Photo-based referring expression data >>
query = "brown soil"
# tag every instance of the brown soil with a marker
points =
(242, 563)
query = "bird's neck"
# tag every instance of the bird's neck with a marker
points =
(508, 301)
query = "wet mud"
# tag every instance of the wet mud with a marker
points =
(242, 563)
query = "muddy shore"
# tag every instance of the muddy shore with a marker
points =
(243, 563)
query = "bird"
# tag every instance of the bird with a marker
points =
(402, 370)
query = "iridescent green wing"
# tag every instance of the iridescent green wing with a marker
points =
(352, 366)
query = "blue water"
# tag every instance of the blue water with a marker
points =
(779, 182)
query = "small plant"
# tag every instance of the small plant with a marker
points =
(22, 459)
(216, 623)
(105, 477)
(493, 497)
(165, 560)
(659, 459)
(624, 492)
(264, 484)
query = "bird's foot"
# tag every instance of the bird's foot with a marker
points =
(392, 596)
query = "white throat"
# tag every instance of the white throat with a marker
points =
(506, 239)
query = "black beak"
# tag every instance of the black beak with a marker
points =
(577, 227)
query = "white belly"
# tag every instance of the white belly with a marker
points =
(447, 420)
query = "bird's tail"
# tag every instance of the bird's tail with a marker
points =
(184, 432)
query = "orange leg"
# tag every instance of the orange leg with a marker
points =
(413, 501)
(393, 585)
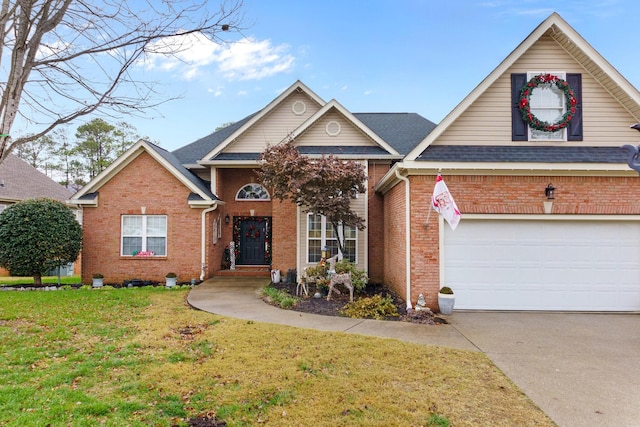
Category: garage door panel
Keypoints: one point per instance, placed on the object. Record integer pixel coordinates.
(544, 265)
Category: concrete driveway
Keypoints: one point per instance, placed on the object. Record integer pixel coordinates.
(580, 369)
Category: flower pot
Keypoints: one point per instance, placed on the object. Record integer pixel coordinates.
(446, 303)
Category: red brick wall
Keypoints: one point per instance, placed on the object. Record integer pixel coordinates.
(394, 240)
(501, 195)
(146, 183)
(284, 235)
(375, 224)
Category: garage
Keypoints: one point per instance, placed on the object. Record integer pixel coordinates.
(561, 264)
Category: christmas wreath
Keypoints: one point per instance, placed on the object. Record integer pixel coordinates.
(525, 107)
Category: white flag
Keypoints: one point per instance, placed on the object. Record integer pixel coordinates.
(443, 203)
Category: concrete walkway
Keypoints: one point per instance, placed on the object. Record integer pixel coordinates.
(581, 369)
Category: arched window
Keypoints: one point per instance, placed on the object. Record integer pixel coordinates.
(253, 192)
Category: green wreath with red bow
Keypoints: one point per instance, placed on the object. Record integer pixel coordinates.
(525, 106)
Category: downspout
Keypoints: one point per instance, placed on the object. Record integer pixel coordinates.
(203, 262)
(407, 249)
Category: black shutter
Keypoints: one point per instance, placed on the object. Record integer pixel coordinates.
(519, 129)
(574, 130)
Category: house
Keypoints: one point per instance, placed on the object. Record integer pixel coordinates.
(21, 181)
(516, 248)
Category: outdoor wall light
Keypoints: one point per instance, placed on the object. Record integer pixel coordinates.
(550, 192)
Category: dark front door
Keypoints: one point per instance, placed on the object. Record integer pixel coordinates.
(252, 242)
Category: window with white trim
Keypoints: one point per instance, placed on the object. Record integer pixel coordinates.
(320, 233)
(548, 104)
(253, 192)
(144, 235)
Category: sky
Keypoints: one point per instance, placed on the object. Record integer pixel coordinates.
(420, 56)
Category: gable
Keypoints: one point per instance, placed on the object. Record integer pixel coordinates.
(487, 121)
(201, 194)
(608, 103)
(276, 124)
(334, 129)
(20, 181)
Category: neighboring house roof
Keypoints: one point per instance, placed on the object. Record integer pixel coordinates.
(576, 46)
(200, 189)
(20, 181)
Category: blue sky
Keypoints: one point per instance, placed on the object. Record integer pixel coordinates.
(420, 56)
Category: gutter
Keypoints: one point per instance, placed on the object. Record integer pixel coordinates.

What is required >>
Every record above must be repeated exactly, with the pictures dropped.

Response area >>
query = "brown soil"
# tag every instance of the brown soil with a marker
points =
(242, 563)
query = "bird's neck"
# tag every instance of the bird's neck with a marker
points =
(508, 301)
query = "wet mud"
# tag every instance of the wet mud with a marker
points =
(242, 563)
query = "muddy shore"
# tag every instance of the muddy shore with a marker
points =
(243, 563)
query = "bird"
# tag every instance of the bird with a marker
points =
(402, 370)
query = "iridescent green wing"
# tag every instance of the iridescent green wing with a marker
points =
(352, 366)
query = "blue water"
# tag every instance of the blue water with a marker
points =
(779, 182)
query = "small plant"
# tag every instance of the small plant with a marker
points =
(22, 459)
(216, 623)
(105, 477)
(493, 497)
(165, 560)
(659, 459)
(624, 492)
(264, 484)
query = "bird's foot"
# tag every instance of the bird's foot with a marker
points =
(392, 596)
query = "white throat"
# tag every instance of the white throat with a marker
points =
(506, 239)
query = "black beak"
# tag every instance of the black beak with a marker
points =
(577, 227)
query = "white belly"
# tag every instance of the white belly with a marker
points =
(447, 420)
query = "bird's tail"
# tag every instance of the bird's tail with a marker
points =
(184, 432)
query = "orange leg"
# tag every instance of the orange leg with a marker
points =
(413, 501)
(393, 585)
Category: garage door panel
Keypoints: one point per instance, placed on the object. Record integer pixel coordinates.
(544, 265)
Category: concrete driveway
Keypoints: one point per instance, placed on the object. Record integer pixel coordinates.
(580, 369)
Category: flower pot
Keypoints: one point per instance, placed on the object. Record integer pixel coordinates.
(446, 303)
Category: red brick wall
Keypoints: one point per instance, placed on the object. Record integer pixel coordinates.
(394, 240)
(501, 195)
(146, 183)
(284, 235)
(375, 224)
Category: garage
Keypoints: one point per instance, placed on the object. Record integer pixel coordinates.
(561, 264)
Category: christmas wreath
Keypoints: one point per instance, placed on the object. Record integer pixel coordinates.
(525, 107)
Category: white flag
Keypoints: one point per instance, placed on the object. Record integer pixel coordinates.
(443, 203)
Category: concrete walkway
Keypoints: one point per instance, placed on the object. Record integer pixel coordinates.
(581, 369)
Category: arched window
Keypoints: one point per instance, placed on the object. Record integer pixel coordinates.
(253, 192)
Category: green wreath with red bow
Keypoints: one point per instance, placed on the object. Record integer pixel coordinates.
(525, 106)
Category: downspout
Keypoints: one point per instance, placed on the object. Record integer pixel coordinates.
(203, 262)
(407, 249)
Category: black shutter
Keypoints: one point per instance, placed on the object. Record integer pixel coordinates.
(519, 129)
(574, 130)
Category: house
Keypoints: one point per instance, placed on the object. Record integer pixel coordinates.
(21, 181)
(516, 248)
Category: outdoor wall light
Keypoints: one point per instance, placed on the object. Record integer pixel coordinates.
(550, 192)
Category: dark front door
Keypoints: one point per instance, placed on the object. Record integer pixel coordinates.
(252, 242)
Category: window with white trim
Keypoints: one point per instance, placed on the object. Record integer pixel coordinates.
(320, 233)
(548, 104)
(253, 192)
(144, 235)
Category: sky
Keypoints: one point per instance, placed on the object. Record integer pixel coordinates.
(420, 56)
Category: gable
Keypoints: one point per instance, placed on the object. Record integer pixel coordinates.
(487, 121)
(201, 194)
(608, 103)
(276, 124)
(334, 129)
(20, 181)
Category: neighboring house roof
Keypoints: one point per instance, placed on the object. Record integer pixel coordinates.
(576, 46)
(200, 189)
(20, 181)
Category: blue sky
Keypoints: one point per instance, placed on the object. Record integer pixel coordinates.
(420, 56)
Category: gutter
Keypoints: one point per instance, placed on the object. Record integer pixel coordinates.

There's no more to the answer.